**What to work on**
Select each line below that contains the word "maroon", and reproduce every such line in full.

**Supplied information**
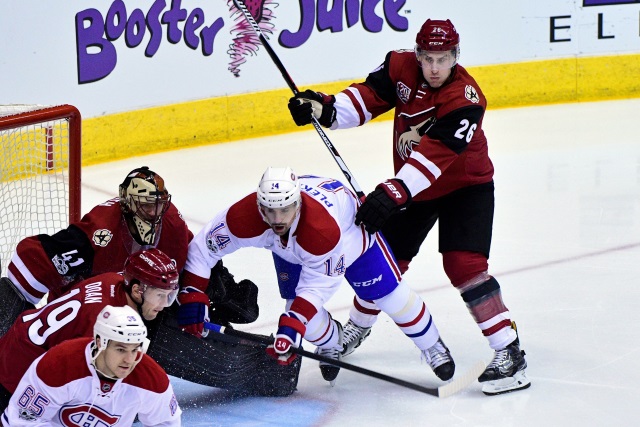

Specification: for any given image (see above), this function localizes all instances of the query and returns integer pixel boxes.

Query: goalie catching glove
[289,89,336,128]
[356,178,411,234]
[178,286,210,338]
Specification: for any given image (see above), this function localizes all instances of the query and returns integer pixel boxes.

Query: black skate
[422,338,456,381]
[478,324,531,396]
[342,319,371,357]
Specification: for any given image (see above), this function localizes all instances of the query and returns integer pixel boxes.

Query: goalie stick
[233,0,365,201]
[204,322,485,398]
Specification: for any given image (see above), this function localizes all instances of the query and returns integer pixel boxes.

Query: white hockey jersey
[182,176,373,309]
[2,338,182,427]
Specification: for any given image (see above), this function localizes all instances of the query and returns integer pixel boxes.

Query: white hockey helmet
[258,167,300,209]
[93,305,149,360]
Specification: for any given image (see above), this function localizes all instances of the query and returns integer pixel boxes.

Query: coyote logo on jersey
[396,116,436,160]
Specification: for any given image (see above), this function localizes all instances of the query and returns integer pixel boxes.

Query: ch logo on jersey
[396,116,436,160]
[396,82,411,104]
[464,85,480,104]
[60,405,120,427]
[93,228,113,248]
[207,222,231,254]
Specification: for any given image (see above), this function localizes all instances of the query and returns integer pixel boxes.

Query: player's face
[417,51,456,88]
[260,203,298,236]
[142,286,178,320]
[95,341,143,378]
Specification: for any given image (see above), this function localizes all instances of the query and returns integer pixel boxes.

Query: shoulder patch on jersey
[296,193,340,256]
[91,228,113,248]
[36,338,92,387]
[227,193,269,239]
[396,82,411,104]
[464,85,480,104]
[122,354,169,393]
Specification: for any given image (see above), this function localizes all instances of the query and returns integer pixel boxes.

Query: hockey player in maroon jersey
[0,248,300,410]
[1,305,182,427]
[289,19,530,394]
[181,168,455,383]
[8,166,258,336]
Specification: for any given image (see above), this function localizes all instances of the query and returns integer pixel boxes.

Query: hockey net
[0,105,81,276]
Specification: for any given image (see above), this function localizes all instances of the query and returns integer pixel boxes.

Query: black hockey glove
[289,89,336,128]
[356,178,411,234]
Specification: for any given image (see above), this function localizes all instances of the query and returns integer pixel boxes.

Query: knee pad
[442,251,489,288]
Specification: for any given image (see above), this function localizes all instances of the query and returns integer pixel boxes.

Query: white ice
[82,99,640,427]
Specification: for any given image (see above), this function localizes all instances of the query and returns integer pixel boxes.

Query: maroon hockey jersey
[0,273,127,393]
[332,51,493,201]
[8,197,193,304]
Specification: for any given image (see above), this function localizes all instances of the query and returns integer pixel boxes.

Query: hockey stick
[204,322,484,397]
[233,0,365,200]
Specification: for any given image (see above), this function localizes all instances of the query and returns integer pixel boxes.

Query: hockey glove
[356,178,411,234]
[267,311,307,365]
[178,286,209,338]
[289,89,336,128]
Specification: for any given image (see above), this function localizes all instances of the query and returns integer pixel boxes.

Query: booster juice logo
[75,0,409,84]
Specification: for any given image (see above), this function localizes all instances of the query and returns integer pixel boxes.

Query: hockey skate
[342,319,371,357]
[478,324,531,396]
[422,338,456,381]
[315,320,343,386]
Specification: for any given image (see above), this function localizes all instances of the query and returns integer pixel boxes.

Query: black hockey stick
[204,322,484,397]
[233,0,365,200]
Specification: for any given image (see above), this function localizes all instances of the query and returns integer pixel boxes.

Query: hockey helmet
[119,166,171,245]
[415,19,460,65]
[124,248,180,305]
[258,167,300,209]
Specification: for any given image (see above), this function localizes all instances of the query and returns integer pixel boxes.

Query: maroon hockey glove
[289,89,336,128]
[267,311,307,365]
[356,178,411,234]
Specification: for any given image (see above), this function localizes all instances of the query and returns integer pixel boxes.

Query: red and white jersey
[2,338,182,427]
[332,50,493,201]
[7,197,193,304]
[182,176,372,310]
[0,273,127,392]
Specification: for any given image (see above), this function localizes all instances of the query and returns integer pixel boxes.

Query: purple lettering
[144,0,167,58]
[104,0,127,40]
[278,0,409,48]
[124,9,147,48]
[76,9,118,84]
[362,0,384,33]
[184,7,204,50]
[162,0,187,44]
[318,0,344,33]
[383,0,409,31]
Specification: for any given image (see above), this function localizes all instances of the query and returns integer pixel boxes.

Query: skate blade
[482,370,531,396]
[438,361,486,398]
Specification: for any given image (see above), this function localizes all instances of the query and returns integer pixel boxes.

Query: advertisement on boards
[0,0,640,117]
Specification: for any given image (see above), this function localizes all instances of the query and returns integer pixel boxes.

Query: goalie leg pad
[148,310,300,396]
[0,277,35,336]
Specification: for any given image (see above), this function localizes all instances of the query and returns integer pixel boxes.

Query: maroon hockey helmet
[416,19,460,52]
[124,248,179,293]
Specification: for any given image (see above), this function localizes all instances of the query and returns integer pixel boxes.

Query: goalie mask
[120,166,171,245]
[257,167,302,236]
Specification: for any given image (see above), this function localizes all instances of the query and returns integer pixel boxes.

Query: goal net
[0,105,81,276]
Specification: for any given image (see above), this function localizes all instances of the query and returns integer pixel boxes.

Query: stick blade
[438,361,486,398]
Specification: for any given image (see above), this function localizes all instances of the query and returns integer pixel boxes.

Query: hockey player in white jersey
[182,167,455,383]
[2,305,182,427]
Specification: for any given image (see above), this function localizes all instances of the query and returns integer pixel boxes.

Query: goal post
[0,105,82,276]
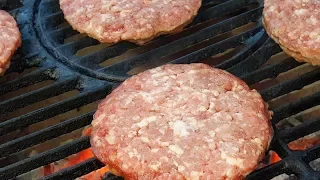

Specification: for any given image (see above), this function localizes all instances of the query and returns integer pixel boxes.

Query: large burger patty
[0,10,21,75]
[60,0,201,44]
[263,0,320,65]
[91,64,272,180]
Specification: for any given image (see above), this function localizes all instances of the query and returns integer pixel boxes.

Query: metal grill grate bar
[71,42,137,64]
[42,158,104,180]
[0,86,112,135]
[42,11,65,30]
[0,77,78,114]
[170,26,262,64]
[47,26,79,45]
[278,118,320,142]
[241,58,303,85]
[260,68,320,101]
[0,136,90,179]
[57,36,100,57]
[0,112,93,158]
[272,92,320,124]
[190,0,257,26]
[227,39,282,77]
[100,8,262,73]
[0,68,55,95]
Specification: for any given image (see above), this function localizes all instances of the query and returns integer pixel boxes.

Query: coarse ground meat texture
[91,64,273,180]
[0,10,21,75]
[263,0,320,65]
[60,0,201,44]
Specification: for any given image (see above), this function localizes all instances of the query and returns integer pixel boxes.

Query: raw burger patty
[263,0,320,65]
[60,0,201,44]
[91,64,272,180]
[0,10,21,75]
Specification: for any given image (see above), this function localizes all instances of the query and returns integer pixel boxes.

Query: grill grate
[36,0,266,81]
[0,0,320,180]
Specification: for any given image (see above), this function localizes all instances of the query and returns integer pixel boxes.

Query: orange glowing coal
[43,127,108,180]
[269,137,320,164]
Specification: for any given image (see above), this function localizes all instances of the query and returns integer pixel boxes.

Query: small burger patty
[91,64,272,180]
[60,0,201,44]
[263,0,320,65]
[0,10,21,75]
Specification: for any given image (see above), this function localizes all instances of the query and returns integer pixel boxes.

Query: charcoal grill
[0,0,320,180]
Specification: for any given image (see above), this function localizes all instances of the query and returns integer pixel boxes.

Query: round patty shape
[0,10,21,75]
[60,0,201,44]
[263,0,320,65]
[91,64,272,180]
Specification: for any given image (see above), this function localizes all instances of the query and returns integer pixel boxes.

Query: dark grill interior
[0,0,320,180]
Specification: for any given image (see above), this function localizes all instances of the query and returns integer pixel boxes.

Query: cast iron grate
[36,0,266,81]
[0,0,320,180]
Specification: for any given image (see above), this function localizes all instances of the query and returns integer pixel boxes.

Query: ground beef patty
[91,64,272,180]
[0,10,21,75]
[60,0,201,44]
[263,0,320,65]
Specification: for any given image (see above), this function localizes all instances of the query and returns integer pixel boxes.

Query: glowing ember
[269,151,281,164]
[43,127,108,180]
[269,137,320,164]
[288,137,320,151]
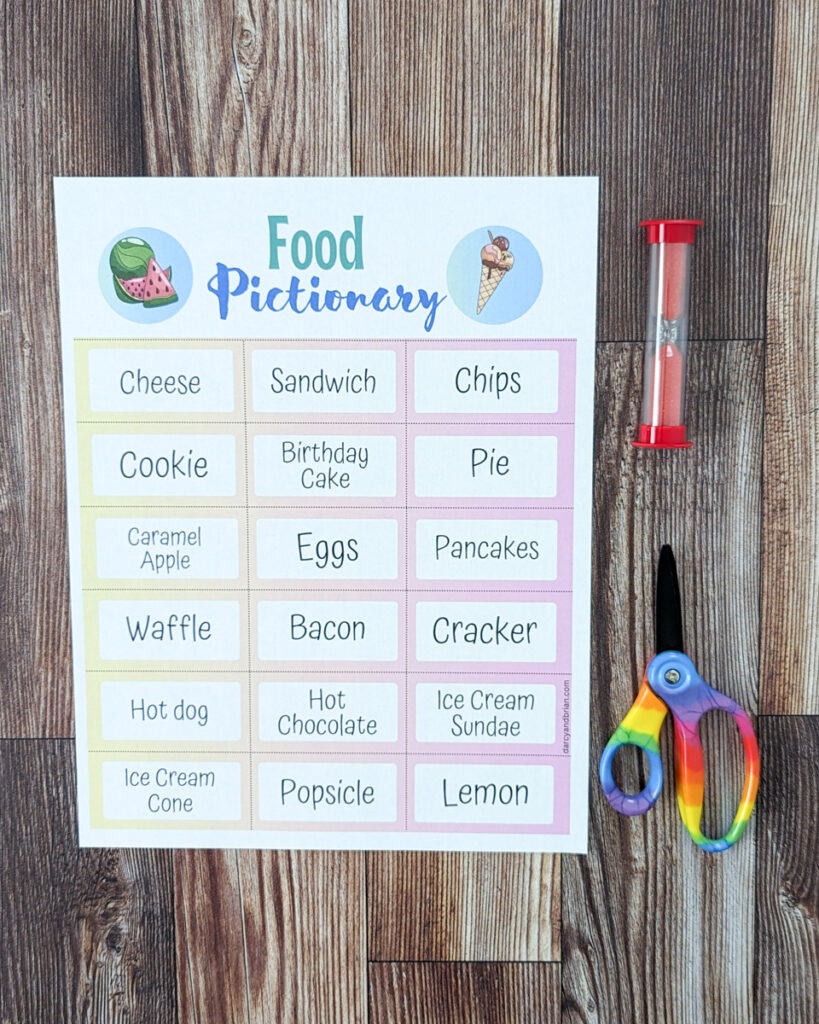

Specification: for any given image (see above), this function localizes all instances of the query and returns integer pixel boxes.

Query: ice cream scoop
[480,243,503,266]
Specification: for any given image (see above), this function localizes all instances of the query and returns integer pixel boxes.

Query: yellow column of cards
[75,339,252,829]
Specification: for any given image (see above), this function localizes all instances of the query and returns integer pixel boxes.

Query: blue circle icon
[99,227,193,324]
[446,224,544,324]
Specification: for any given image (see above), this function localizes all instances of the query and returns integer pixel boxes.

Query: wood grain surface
[0,739,177,1024]
[0,0,142,736]
[370,964,560,1024]
[368,853,560,961]
[757,716,819,1024]
[0,0,819,1024]
[761,0,819,715]
[174,850,367,1024]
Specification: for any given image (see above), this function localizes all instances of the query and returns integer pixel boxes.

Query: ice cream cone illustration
[477,231,515,312]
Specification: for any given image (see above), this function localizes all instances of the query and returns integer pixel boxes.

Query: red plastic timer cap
[640,220,702,246]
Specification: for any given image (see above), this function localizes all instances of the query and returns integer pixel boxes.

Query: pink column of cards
[250,340,575,834]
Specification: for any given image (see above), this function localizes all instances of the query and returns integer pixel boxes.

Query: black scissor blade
[654,544,683,654]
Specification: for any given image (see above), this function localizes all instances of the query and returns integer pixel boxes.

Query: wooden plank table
[0,0,819,1024]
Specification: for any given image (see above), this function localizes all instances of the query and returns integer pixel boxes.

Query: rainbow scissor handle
[599,650,760,853]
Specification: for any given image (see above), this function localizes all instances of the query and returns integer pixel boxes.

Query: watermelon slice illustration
[110,239,179,306]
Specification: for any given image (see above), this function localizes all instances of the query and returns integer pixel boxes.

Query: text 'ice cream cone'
[478,231,515,312]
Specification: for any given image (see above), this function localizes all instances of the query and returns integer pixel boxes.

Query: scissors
[599,544,760,853]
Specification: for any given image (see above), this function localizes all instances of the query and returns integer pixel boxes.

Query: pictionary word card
[54,178,597,851]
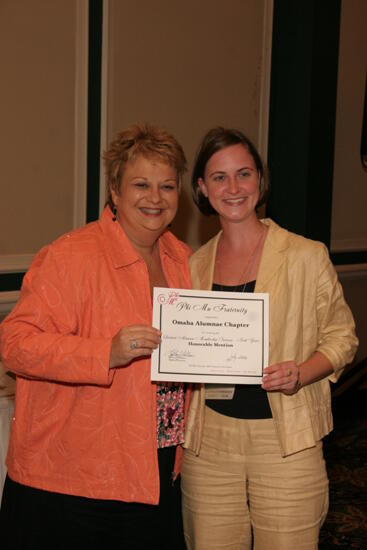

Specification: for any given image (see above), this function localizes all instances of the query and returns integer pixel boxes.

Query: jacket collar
[98,206,187,269]
[255,218,289,292]
[190,218,289,292]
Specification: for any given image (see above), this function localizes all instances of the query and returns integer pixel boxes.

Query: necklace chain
[220,225,265,292]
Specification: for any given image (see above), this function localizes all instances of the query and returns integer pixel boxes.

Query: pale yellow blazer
[184,219,358,456]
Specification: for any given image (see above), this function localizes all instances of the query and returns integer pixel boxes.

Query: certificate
[151,288,269,384]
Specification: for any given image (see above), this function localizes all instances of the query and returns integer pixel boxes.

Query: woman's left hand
[261,361,301,395]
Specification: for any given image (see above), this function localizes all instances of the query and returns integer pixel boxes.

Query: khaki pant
[182,407,328,550]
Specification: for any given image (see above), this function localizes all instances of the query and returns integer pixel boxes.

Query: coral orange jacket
[0,208,190,503]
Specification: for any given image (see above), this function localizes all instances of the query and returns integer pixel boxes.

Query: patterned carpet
[319,360,367,550]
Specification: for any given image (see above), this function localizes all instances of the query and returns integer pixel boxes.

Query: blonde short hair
[103,123,187,208]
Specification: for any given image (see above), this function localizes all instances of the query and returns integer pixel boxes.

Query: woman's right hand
[110,325,161,369]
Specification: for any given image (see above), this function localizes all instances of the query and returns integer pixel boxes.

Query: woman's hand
[110,325,161,369]
[261,361,302,395]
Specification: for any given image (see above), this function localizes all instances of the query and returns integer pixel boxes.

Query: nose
[228,176,239,195]
[149,185,161,203]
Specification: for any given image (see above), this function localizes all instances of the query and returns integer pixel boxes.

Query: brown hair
[191,126,269,216]
[103,123,187,208]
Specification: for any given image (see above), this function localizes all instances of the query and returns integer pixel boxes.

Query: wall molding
[73,0,89,229]
[258,0,274,162]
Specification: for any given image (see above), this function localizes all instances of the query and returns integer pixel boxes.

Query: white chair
[0,362,15,502]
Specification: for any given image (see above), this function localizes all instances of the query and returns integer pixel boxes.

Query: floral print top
[157,382,185,449]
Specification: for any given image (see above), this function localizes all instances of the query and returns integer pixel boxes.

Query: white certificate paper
[151,288,269,384]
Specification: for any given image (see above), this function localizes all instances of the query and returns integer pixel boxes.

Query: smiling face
[111,156,178,243]
[198,144,260,227]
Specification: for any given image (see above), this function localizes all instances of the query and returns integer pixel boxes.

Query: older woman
[1,125,190,549]
[182,128,357,550]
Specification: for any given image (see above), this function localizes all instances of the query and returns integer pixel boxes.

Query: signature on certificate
[168,349,194,361]
[227,353,247,361]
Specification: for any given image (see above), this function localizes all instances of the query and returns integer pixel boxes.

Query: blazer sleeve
[316,245,358,382]
[0,247,114,385]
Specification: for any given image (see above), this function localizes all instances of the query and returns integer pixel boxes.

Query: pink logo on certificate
[157,290,179,305]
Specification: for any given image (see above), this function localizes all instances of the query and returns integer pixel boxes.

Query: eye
[239,170,251,178]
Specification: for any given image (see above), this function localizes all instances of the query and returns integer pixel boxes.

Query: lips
[224,197,247,206]
[140,208,162,216]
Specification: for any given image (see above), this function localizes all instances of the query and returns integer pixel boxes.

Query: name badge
[205,384,235,400]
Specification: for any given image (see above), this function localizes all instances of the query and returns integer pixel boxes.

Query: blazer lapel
[255,219,289,292]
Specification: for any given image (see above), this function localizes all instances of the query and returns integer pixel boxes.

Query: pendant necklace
[219,225,265,292]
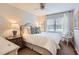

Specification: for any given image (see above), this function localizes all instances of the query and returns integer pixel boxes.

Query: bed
[23,32,62,55]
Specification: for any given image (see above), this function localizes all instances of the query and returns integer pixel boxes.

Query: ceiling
[9,3,79,16]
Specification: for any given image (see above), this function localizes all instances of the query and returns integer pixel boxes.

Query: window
[45,11,73,34]
[46,13,64,32]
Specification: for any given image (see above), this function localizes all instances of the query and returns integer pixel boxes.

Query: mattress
[23,32,61,55]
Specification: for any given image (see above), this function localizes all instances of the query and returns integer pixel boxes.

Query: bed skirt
[24,42,52,55]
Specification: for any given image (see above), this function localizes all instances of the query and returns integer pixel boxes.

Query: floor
[18,41,77,55]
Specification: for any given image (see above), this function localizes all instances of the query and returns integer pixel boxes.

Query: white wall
[0,4,37,35]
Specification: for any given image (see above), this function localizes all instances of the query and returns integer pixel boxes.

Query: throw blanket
[23,34,60,55]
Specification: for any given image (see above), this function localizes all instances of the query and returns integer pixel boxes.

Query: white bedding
[23,32,61,55]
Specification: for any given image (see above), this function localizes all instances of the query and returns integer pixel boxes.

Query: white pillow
[23,27,31,34]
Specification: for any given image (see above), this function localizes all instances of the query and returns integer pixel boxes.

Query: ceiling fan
[40,3,45,10]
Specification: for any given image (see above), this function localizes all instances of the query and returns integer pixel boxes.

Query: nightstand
[6,37,24,48]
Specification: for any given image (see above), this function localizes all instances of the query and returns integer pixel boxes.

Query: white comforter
[23,32,60,55]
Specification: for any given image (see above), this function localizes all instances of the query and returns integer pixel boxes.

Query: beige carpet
[18,47,40,55]
[18,44,77,55]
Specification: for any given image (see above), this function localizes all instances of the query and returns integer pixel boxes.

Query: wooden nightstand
[6,37,24,48]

**Full response**
Query: hockey player in maroon jersey
Query: maroon hockey jersey
Query: maroon hockey glove
Query: maroon hockey helmet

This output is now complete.